Work required — Extract every line of the records below and reproduce each one verbatim, without changing any character.

Data provided —

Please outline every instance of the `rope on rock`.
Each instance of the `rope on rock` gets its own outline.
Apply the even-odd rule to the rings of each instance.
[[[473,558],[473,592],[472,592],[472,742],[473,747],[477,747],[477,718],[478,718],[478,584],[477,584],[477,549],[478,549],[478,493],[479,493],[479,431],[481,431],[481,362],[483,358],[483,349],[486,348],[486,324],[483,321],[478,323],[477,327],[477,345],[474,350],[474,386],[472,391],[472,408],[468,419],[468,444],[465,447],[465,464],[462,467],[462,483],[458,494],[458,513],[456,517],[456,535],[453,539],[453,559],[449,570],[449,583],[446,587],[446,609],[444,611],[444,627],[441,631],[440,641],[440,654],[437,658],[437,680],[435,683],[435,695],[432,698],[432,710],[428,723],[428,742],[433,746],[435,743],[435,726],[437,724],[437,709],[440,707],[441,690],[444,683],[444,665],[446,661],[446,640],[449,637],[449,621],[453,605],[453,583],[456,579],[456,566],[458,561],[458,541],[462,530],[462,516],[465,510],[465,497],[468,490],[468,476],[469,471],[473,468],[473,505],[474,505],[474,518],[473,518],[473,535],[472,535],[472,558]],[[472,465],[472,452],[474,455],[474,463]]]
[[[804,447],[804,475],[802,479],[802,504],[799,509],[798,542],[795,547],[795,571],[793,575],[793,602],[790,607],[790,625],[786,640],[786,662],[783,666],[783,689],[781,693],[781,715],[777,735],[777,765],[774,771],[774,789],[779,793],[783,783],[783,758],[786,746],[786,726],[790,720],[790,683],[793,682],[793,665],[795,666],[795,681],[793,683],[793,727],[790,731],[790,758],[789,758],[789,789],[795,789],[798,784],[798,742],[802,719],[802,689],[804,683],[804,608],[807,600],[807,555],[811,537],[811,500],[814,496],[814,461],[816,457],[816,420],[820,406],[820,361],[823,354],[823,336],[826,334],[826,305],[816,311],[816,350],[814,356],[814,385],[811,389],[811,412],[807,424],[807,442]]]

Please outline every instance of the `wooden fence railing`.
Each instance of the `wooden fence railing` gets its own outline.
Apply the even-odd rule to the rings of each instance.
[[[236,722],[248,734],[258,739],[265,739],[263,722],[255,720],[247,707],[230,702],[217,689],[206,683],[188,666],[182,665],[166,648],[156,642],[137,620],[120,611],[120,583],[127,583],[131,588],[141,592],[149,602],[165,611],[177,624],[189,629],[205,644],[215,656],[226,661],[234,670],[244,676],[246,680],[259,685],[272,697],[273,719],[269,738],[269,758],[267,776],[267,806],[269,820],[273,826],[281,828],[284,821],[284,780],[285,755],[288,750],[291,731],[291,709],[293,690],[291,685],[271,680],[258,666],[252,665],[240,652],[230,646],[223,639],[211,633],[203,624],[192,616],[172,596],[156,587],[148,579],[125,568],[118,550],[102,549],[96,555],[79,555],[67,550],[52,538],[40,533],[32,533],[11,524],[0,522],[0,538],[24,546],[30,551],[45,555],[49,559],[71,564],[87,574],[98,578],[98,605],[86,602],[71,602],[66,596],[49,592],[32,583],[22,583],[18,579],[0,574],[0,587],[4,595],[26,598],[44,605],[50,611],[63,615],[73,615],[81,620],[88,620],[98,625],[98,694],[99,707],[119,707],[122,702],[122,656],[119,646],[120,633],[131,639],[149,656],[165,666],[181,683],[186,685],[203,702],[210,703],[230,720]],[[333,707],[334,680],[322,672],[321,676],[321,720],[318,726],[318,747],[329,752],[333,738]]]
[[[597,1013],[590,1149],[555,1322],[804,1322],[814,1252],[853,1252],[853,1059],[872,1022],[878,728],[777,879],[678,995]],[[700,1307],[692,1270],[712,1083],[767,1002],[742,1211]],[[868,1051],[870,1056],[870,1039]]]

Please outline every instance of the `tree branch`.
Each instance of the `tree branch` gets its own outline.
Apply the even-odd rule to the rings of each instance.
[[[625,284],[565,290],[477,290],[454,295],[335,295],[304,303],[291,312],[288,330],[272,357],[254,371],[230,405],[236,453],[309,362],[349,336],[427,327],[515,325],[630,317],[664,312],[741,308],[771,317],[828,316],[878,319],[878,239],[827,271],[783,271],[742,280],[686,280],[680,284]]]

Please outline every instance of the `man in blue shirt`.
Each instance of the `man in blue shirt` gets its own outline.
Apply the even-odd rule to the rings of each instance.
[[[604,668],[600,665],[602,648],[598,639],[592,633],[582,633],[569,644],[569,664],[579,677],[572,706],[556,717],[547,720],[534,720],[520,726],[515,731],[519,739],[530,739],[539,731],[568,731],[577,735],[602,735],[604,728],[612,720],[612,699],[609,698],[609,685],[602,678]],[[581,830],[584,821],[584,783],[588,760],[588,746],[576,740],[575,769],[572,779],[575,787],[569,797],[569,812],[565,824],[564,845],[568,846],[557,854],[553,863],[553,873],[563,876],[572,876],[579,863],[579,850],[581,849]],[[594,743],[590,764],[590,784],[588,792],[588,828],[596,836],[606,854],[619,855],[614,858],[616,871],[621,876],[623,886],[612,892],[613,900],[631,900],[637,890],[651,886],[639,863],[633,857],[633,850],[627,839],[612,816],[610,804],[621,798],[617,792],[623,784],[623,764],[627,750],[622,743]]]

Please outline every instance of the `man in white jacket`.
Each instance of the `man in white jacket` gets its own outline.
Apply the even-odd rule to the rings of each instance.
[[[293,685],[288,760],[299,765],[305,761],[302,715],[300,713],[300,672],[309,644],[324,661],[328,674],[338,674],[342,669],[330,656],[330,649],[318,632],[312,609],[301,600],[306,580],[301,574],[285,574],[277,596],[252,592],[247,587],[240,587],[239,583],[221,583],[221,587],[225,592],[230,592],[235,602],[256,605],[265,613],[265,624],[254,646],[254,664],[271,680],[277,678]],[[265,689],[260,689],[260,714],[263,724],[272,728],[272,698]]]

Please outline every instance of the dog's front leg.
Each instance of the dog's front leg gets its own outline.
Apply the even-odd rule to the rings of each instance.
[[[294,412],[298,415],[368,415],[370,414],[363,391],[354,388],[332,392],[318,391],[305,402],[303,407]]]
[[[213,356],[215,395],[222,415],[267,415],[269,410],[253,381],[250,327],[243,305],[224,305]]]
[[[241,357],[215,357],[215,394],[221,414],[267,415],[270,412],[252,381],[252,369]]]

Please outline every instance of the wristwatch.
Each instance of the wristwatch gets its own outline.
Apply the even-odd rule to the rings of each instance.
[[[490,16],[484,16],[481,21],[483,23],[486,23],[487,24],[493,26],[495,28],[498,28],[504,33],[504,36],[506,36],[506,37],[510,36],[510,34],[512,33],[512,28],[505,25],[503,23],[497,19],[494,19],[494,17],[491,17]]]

Final answer —
Please outline every instance of the `rope on rock`.
Each instance of the `rope on rock` gets its own outline.
Apply the even-odd rule to the rings of each instance.
[[[473,558],[473,592],[472,592],[472,742],[473,747],[477,747],[477,718],[478,718],[478,584],[477,584],[477,549],[478,549],[478,493],[479,493],[479,431],[481,431],[481,362],[483,358],[483,349],[486,348],[486,324],[483,321],[478,323],[477,327],[477,345],[474,350],[474,386],[472,391],[472,408],[468,419],[468,444],[465,447],[465,464],[462,467],[462,483],[458,494],[458,513],[456,517],[456,535],[453,539],[453,559],[449,570],[449,583],[446,587],[446,609],[444,611],[444,627],[441,631],[440,641],[440,654],[437,658],[437,680],[435,683],[435,695],[432,698],[432,710],[428,723],[428,742],[433,746],[435,743],[435,726],[437,724],[437,709],[440,707],[441,690],[444,683],[444,665],[446,661],[446,640],[449,637],[449,621],[453,605],[453,583],[456,579],[456,566],[458,561],[458,541],[462,530],[462,516],[465,510],[465,497],[468,490],[468,476],[469,471],[473,468],[473,505],[474,505],[474,518],[473,518],[473,535],[472,535],[472,558]],[[472,465],[472,452],[474,455],[474,463]]]
[[[804,447],[804,475],[802,479],[802,504],[799,509],[798,542],[795,547],[795,571],[793,575],[793,602],[790,607],[790,625],[786,640],[786,662],[783,666],[783,689],[781,693],[781,715],[777,735],[777,765],[774,771],[774,789],[779,793],[783,783],[783,758],[786,746],[786,726],[790,720],[790,683],[793,682],[793,665],[795,666],[795,681],[793,683],[793,727],[790,731],[790,758],[789,758],[789,789],[795,789],[798,784],[798,742],[802,719],[802,689],[804,683],[804,608],[807,600],[807,555],[811,537],[811,500],[814,496],[814,461],[816,457],[816,420],[820,406],[820,361],[823,354],[823,336],[826,334],[826,305],[816,311],[816,350],[814,356],[814,385],[811,389],[811,412],[807,424],[807,442]]]

Please outline every instance of the `wooden fence railing`.
Each instance of the `wooden fence railing` gets its own outline.
Apply the even-odd rule to the rings of each instance.
[[[236,722],[248,734],[258,739],[265,739],[263,722],[255,720],[247,707],[230,702],[217,689],[206,683],[188,666],[182,665],[166,648],[156,642],[137,620],[120,611],[120,583],[127,583],[131,588],[141,592],[149,602],[165,611],[177,624],[189,629],[205,644],[215,656],[226,661],[234,670],[244,676],[246,680],[259,685],[272,697],[273,719],[269,738],[269,758],[267,776],[267,806],[269,820],[273,826],[281,828],[284,821],[284,780],[285,755],[288,750],[291,731],[291,709],[293,690],[291,685],[271,680],[258,666],[252,665],[240,652],[230,646],[223,639],[211,633],[203,624],[192,616],[172,596],[156,587],[148,579],[125,568],[118,550],[102,549],[96,555],[79,555],[67,550],[52,538],[40,533],[32,533],[11,524],[0,522],[0,538],[24,546],[30,551],[45,555],[49,559],[71,564],[87,574],[98,578],[98,605],[86,602],[71,602],[66,596],[49,592],[32,583],[22,583],[18,579],[0,574],[0,587],[4,595],[26,598],[44,605],[50,611],[63,615],[73,615],[81,620],[88,620],[98,625],[98,694],[99,707],[119,707],[122,702],[122,656],[119,646],[120,633],[131,639],[149,656],[165,666],[181,683],[186,685],[203,702],[210,703],[230,720]],[[333,707],[334,680],[322,672],[321,676],[321,720],[318,726],[318,747],[329,752],[333,738]]]
[[[597,1013],[590,1149],[555,1322],[804,1322],[814,1252],[853,1252],[853,1059],[872,1022],[878,728],[777,879],[678,995]],[[700,1307],[692,1270],[712,1083],[767,1002],[742,1211]],[[868,1051],[870,1056],[870,1039]]]

Please outline every instance of the `tree branch`.
Each instance of the `tree branch` gets its own outline.
Apply the even-odd rule to the rings of each instance.
[[[625,284],[565,290],[477,290],[454,295],[335,295],[304,303],[291,312],[288,330],[272,357],[254,371],[230,405],[236,453],[309,362],[349,336],[427,327],[515,325],[630,317],[664,312],[741,308],[771,317],[828,316],[878,319],[878,239],[827,271],[783,271],[742,280],[686,280],[680,284]]]

Please outline every instance of the `man in blue shirt`.
Each instance of the `man in blue shirt` gets its own outline.
Apply the even-odd rule to the rings of each instance.
[[[604,668],[600,665],[602,648],[598,639],[592,633],[582,633],[569,644],[569,664],[579,677],[572,706],[556,717],[547,720],[534,720],[520,726],[515,731],[519,739],[530,739],[539,731],[568,731],[577,735],[602,735],[604,728],[612,720],[612,699],[609,698],[609,685],[602,678]],[[581,830],[584,821],[584,783],[588,760],[588,746],[576,740],[575,769],[572,779],[575,787],[569,797],[569,812],[565,824],[564,845],[568,846],[557,854],[553,863],[553,873],[563,876],[572,876],[579,863],[579,850],[581,849]],[[594,743],[590,764],[590,784],[588,792],[588,828],[596,836],[606,854],[619,855],[614,858],[616,871],[621,876],[623,886],[612,892],[613,900],[631,900],[637,890],[651,886],[639,863],[633,857],[633,850],[627,839],[612,816],[610,804],[621,798],[617,792],[623,784],[623,764],[627,750],[622,743]]]

Please outline every instance of the `man in white jacket`.
Each instance of the `man in white jacket` gets its own outline.
Apply the even-odd rule to the rings of each instance.
[[[293,685],[288,760],[299,765],[305,761],[302,715],[300,713],[300,672],[309,644],[324,661],[328,674],[338,674],[342,669],[330,656],[330,649],[318,632],[312,609],[301,600],[306,580],[301,574],[285,574],[277,596],[252,592],[247,587],[240,587],[239,583],[221,583],[221,587],[225,592],[230,592],[235,602],[256,605],[265,613],[265,624],[254,646],[254,664],[271,680],[277,678]],[[265,689],[260,689],[260,714],[263,724],[272,728],[272,698]]]

Please outline every instance of the dog's front leg.
Each instance of the dog's front leg gets its own outline.
Apply the even-odd rule to the rings of each instance.
[[[294,412],[298,415],[368,415],[370,414],[363,391],[354,388],[332,392],[318,391],[305,402],[303,407]]]
[[[213,356],[215,395],[222,415],[267,415],[269,410],[253,381],[250,327],[243,305],[224,305]]]
[[[241,357],[215,357],[215,394],[221,414],[267,415],[270,412],[252,381],[252,369]]]

Please outline every instance of the wristwatch.
Each instance of the wristwatch gets its own outline.
Apply the even-odd rule to the rings of each instance.
[[[490,16],[484,16],[481,21],[483,23],[486,23],[487,24],[493,26],[495,28],[498,28],[504,33],[504,36],[506,36],[506,37],[510,36],[510,34],[512,33],[512,28],[505,25],[503,23],[497,19],[494,19],[494,17],[491,17]]]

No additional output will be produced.